### Textauszug
+---+

2 600 Menschen in den nächsten zehn Jahren ist nicht wenig, deswegen erwarten wir auch eine Antwort vom Senat auf die Frage, wie die Ausbildungskapazität am Landesinstitut für Schule in Zukunft sein soll. Dazu gibt es Debatten. Ich habe jetzt auch Stellungnahmen der Gewerkschaft Erziehung und Wissenschaft dazu gehört. Aber die Frage, die ich mir gestellt habe, ist, was wir denn brauchen. Eines ist klar, das ist meine Erfahrung, Leute, die hier ihr Referendariat gemacht haben und sich hier eine Wohnung gesucht haben, sind ein bisschen immobiler. Das hat den Vorteil, dass sie zum guten Teil hier bleiben. Das müssen wir uns zunutze machen, um hier dann unsere Bedarfe und insbesondere die in Bremerhaven zu decken. Dort sind ja Abwanderungstendenzen stärker als in Bremen, und es ist noch schwerer, Lehrer für die Seestadt zu gewinnen. Wir müssen dem entgegenwirken. All das ist notwenig, wie gesagt, um diese große Lücke, die sich dort auftut, qualifiziert zu schließen.

+---+

### Ihre Aufgabe
Fassen Sie den Absatz des Textauszugs, der mit „2 600 Menschen in den nächsten zehn Jahren“ beginnt, als knappe Stichpunktliste zusammen, ohne seine wesentlichen Aussagen zu verlieren. Die anschließenden Einträge haben mit dem Textauszug nichts zu tun.

Erfasste Daten:

+---+

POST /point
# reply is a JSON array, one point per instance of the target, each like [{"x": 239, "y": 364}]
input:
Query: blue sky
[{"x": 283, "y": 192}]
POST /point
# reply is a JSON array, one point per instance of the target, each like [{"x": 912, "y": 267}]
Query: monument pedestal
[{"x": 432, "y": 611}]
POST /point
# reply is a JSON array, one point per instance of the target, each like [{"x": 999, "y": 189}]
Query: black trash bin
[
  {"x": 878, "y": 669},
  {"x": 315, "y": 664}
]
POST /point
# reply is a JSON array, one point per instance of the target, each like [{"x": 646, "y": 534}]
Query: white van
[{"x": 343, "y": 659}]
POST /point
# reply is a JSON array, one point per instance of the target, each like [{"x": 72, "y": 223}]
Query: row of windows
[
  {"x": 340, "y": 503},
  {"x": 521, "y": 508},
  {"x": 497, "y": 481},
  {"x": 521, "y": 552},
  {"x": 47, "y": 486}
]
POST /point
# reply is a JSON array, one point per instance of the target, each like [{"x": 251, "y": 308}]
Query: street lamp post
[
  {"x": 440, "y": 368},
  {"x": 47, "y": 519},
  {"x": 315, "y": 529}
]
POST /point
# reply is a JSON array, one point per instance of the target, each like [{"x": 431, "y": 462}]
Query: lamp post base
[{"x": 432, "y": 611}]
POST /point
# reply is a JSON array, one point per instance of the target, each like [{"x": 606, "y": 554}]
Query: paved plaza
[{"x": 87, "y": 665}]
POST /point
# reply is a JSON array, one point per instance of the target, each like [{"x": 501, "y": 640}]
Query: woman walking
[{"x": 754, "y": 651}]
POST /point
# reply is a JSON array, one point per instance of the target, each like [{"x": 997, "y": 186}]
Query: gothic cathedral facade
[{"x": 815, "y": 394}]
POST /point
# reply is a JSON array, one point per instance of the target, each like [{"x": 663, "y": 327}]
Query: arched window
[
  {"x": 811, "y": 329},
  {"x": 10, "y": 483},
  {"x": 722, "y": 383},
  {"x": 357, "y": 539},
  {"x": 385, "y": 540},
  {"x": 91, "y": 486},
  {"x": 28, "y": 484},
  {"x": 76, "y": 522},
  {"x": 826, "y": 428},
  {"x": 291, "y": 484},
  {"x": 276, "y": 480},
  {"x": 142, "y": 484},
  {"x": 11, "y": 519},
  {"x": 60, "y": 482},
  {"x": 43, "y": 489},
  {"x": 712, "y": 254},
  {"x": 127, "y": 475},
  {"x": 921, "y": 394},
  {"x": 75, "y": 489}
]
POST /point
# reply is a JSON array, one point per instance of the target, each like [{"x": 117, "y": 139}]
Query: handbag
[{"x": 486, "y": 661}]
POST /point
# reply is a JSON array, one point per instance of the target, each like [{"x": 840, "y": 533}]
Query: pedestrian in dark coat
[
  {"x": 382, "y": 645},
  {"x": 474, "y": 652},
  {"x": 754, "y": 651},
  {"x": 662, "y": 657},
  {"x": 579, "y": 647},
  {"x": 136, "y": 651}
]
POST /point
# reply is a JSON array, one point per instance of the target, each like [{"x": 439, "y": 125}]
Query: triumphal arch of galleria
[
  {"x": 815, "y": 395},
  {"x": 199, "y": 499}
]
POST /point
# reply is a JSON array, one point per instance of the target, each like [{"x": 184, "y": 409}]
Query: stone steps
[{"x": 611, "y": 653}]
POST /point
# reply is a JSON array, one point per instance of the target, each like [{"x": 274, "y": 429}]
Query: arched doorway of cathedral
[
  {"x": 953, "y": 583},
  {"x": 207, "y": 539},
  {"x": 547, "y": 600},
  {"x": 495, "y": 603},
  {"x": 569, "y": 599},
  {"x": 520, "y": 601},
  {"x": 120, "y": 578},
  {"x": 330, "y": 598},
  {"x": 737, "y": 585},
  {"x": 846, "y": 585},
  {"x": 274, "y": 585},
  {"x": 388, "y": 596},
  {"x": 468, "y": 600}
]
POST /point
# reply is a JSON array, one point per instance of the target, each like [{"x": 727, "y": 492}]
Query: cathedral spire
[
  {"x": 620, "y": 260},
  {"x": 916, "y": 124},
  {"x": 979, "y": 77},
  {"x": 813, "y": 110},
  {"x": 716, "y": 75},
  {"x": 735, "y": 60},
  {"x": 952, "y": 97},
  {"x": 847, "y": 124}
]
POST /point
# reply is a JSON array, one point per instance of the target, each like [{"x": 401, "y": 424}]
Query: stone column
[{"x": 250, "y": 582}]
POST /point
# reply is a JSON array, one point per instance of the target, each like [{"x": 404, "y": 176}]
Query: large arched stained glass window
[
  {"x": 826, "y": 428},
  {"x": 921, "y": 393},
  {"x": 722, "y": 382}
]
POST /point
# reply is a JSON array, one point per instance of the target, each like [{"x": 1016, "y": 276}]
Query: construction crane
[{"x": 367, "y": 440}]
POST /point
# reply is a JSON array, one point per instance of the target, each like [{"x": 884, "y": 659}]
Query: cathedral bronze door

+---+

### Richtige Lösung
- 2 600 Menschen in den nächsten zehn Jahren sind nicht wenig. Deshalb wird vom Senat eine Antwort zur künftigen Ausbildungskapazität am Landesinstitut für Schule erwartet.
- Darüber wird debattiert, unter anderem mit Stellungnahmen der Gewerkschaft Erziehung und Wissenschaft. Entscheidend ist die Frage, was gebraucht wird.
- Wer hier das Referendariat absolviert und eine Wohnung gefunden hat, ist weniger mobil und bleibt zum guten Teil.
- Das soll genutzt werden, um den Bedarf zu decken, insbesondere in Bremerhaven.
- Dort ist die Abwanderung stärker als in Bremen, und Lehrer sind noch schwerer zu gewinnen. Dem muss entgegengewirkt werden.
- Ziel ist, die dort entstehende große Lücke qualifiziert zu schließen.